Pick out every line in the records below that contains the word "volcanic" and copy those lines.

Pointing and labeling entries
********
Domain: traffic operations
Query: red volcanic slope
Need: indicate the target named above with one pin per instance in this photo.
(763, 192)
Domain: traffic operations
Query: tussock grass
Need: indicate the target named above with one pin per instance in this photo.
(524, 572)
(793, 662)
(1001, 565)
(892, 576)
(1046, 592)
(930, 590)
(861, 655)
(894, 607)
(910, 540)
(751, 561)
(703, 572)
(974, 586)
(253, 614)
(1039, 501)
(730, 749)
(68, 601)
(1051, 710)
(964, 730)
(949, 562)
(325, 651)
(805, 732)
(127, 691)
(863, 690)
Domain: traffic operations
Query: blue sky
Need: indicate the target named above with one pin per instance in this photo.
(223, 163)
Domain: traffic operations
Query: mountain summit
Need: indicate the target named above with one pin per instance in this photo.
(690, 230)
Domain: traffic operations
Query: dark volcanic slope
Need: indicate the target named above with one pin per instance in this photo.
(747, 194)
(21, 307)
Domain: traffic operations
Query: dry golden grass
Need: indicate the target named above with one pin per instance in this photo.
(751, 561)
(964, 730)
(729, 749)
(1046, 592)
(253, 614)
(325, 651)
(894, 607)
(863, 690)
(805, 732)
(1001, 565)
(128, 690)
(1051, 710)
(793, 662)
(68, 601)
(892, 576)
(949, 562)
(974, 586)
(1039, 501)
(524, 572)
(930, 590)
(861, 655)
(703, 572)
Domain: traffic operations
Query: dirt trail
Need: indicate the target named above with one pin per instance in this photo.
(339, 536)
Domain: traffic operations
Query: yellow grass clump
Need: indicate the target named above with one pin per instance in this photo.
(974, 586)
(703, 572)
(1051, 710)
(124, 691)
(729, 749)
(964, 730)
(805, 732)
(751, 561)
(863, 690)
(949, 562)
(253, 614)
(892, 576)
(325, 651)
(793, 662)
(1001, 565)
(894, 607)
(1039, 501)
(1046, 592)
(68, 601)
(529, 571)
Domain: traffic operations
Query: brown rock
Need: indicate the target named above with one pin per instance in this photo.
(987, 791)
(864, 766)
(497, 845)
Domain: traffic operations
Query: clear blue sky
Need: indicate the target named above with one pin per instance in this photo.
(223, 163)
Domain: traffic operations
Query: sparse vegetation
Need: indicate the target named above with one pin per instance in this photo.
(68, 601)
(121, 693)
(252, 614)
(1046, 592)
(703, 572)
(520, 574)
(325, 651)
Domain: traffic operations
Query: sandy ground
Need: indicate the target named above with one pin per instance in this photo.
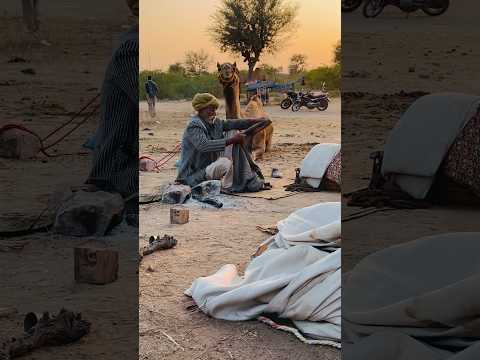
********
■ **Output of the task**:
Query: red volcanic slope
Query: dark volcanic slope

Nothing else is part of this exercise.